# Scale-Free Graph Conjectures with TxGraffiti

[![Open In Colab](https://colab.research.google.com/assets/colab-badge.svg)](https://colab.research.google.com/github/RandyRDavila/AI-discovery-in-mathematics-with-TxGraffiti/blob/main/notebooks/scale_free_graphs.ipynb)

## Introduction

This notebook demonstrates the application of the TxGraffiti algorithm to generate conjectures on scale-free graphs. Scale-free graphs are a type of graph characterized by the presence of hub nodes with a high degree of connectivity, and they are commonly found in natural and man-made systems, such as social networks and the internet.

## Dataset

The dataset consists of randomly generated scale-free graphs and includes various numerical properties such as:
- **Average Clustering Coefficient**: A measure of the degree to which nodes in a graph tend to cluster together.
- **Degree Assortativity Coefficient**: A measure of the similarity of connections in the graph with respect to the node degree.

• _Goal_: Reproduce the text on scale-free graph conjectures word for word, starting at the words "# Scale-Free Graph" and stopping after "and the internet.".

• _Information provided_:
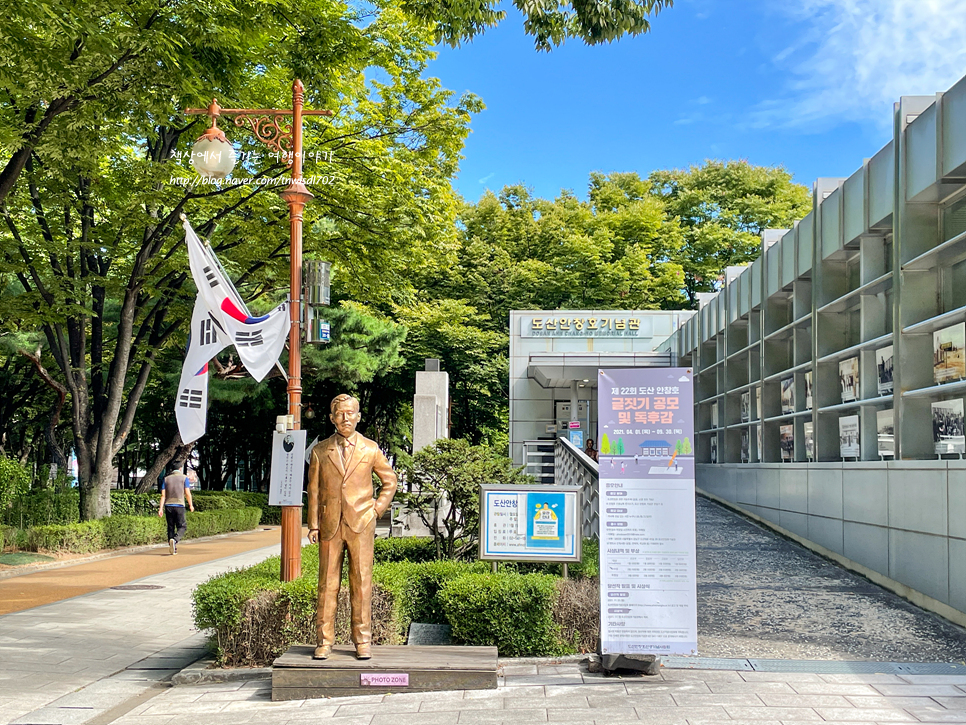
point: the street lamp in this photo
(281, 131)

• _Exercise response_:
# Scale-Free Graph Conjectures with TxGraffiti

[![Open In Colab](https://colab.research.google.com/assets/colab-badge.svg)](https://colab.research.google.com/github/RandyRDavila/AI-discovery-in-mathematics-with-TxGraffiti/blob/main/notebooks/scale_free_graphs.ipynb)

## Introduction

This notebook demonstrates the application of the TxGraffiti algorithm to generate conjectures on scale-free graphs. Scale-free graphs are a type of graph characterized by the presence of hub nodes with a high degree of connectivity, and they are commonly found in natural and man-made systems, such as social networks and the internet.